### Problem
In the records below, switch each "innermost" to "most central" and write out every line again, keeping everything else the same.
——
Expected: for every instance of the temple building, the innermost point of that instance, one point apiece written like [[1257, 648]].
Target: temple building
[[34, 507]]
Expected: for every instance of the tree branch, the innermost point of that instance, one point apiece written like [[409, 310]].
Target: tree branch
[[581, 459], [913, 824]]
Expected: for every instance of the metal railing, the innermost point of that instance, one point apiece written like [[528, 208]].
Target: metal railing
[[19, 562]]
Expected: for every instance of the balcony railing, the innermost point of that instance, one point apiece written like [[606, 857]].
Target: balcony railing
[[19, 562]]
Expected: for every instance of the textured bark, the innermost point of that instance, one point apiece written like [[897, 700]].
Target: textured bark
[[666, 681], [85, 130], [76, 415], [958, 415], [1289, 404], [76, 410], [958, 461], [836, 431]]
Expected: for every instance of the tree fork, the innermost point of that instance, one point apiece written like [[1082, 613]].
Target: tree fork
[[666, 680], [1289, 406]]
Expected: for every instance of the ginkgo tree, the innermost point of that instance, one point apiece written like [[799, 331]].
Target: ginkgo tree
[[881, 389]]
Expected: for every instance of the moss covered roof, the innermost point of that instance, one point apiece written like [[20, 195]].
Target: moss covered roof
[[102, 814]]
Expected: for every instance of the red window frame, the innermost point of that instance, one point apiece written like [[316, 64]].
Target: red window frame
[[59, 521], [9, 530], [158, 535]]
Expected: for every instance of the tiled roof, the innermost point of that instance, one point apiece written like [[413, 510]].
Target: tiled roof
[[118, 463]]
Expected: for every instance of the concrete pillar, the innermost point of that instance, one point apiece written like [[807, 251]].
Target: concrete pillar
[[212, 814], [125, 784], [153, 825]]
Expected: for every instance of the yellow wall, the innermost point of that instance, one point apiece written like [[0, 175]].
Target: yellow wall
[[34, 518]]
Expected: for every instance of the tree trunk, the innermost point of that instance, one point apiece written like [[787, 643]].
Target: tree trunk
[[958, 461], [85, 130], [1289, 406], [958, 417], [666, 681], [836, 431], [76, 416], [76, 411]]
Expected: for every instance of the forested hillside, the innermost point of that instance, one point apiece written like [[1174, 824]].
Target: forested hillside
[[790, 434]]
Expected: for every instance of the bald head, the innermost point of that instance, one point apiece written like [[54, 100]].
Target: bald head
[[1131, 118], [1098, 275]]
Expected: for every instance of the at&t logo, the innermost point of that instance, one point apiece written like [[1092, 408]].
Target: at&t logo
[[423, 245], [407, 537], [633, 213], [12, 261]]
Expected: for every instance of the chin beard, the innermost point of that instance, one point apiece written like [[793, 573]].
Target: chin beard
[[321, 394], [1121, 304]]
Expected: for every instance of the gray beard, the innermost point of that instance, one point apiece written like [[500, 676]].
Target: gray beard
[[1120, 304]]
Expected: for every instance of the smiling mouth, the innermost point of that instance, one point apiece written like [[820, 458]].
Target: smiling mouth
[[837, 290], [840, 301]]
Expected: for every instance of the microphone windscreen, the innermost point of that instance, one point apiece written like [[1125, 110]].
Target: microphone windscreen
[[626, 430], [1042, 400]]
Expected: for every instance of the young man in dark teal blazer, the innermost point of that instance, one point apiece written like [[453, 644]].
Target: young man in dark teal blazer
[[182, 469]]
——
### Reply to the exercise
Expected: for every instance of the temple building, the most central point of that instance, one point apiece written like [[1257, 648]].
Target: temple building
[[34, 507]]
Expected: for every instance of the tree branch, the most central point of that instance, one point apiece written like [[409, 310]].
Target: tree branch
[[581, 459], [913, 824]]
Expected: for every instance of the metal railing, the most central point of that instance, one point apiece written like [[528, 208]].
Target: metal railing
[[19, 562]]
Expected: for every instance of the balcony railing, the most central point of that instance, one point apiece written like [[606, 857]].
Target: balcony railing
[[19, 562]]
Expected: for every instance of the textured bark, the most central point of that instance, one point apiece written like [[897, 700]].
Target: textured bark
[[666, 681], [85, 130], [76, 415], [958, 415], [1289, 404], [76, 410], [958, 461], [836, 431]]
Expected: for every instance of the tree fork, the most central point of that instance, one point apiece written like [[1082, 613]].
Target: tree fork
[[666, 680], [1289, 406]]
Expected: for every instance of the ginkgo tree, the most central point of that instance, one point apiece written like [[799, 331]].
Target: ginkgo tree
[[881, 389]]
Expected: for every instance of the moss covered roof, the most central point of that instance, one point apiece written like [[20, 195]].
Target: moss covered roof
[[102, 814]]
Expected: for every instance of the red window frame, the most central point of that instance, one point apiece written like [[316, 64]].
Target: red window frame
[[59, 521], [9, 530], [158, 535]]
Expected: for every instance of the tiled roof, the most central point of that instance, one point apiece written like [[413, 510]].
Target: tiled roof
[[118, 463]]
Expected: for every instance of the concrete pillar, the most central point of that instance, one point apiece written like [[807, 251]].
Target: concrete pillar
[[212, 814], [125, 784], [153, 825]]
Expected: for every instance of the yellow wall, the most central point of that instance, one point apiece written like [[0, 175]].
Target: yellow wall
[[34, 518]]
Expected: for every instance of the tree trunk, the most central point of that instance, one point apiece written like [[787, 643]].
Target: tree trunk
[[958, 461], [85, 130], [1289, 406], [958, 417], [666, 681], [836, 431], [76, 416], [76, 411]]
Expected: for every instance of the forested hillside, the most central point of that instance, one point apiece written like [[1174, 824]].
Target: forested hillside
[[790, 434]]
Expected: for every instance of the bald head, the most central point of that instance, one point apiece written like [[54, 100]].
Target: bald head
[[1131, 118], [1098, 275]]
Expected: for every instance of the at&t logo, the most central point of that instance, one point apiece written like [[1092, 408]].
Target: at&t logo
[[423, 245], [407, 537], [633, 213], [12, 261]]
Expected: for every instance of the chin beard, the most central point of that instance, one point apiece written like [[793, 573]].
Target: chin beard
[[321, 394], [1121, 304]]
Expected: for every instance of the gray beard, the most central point of that instance, one point apiece written like [[500, 676]].
Target: gray beard
[[1120, 304]]
Expected: for every instance of the smiling mouth, the most central point of that instance, one point apiece written like [[820, 458]].
Target: smiling mouth
[[837, 290], [840, 301]]
Expected: for every instance of the microphone windscreen, the most central point of that instance, one point apiece written like [[1125, 110]].
Target: microphone windscreen
[[626, 430], [1042, 400]]
Expected: for every instance of the young man in dark teal blazer, the most central point of that instance, one point apiece written like [[453, 644]].
Target: young man in dark teal blazer
[[182, 469]]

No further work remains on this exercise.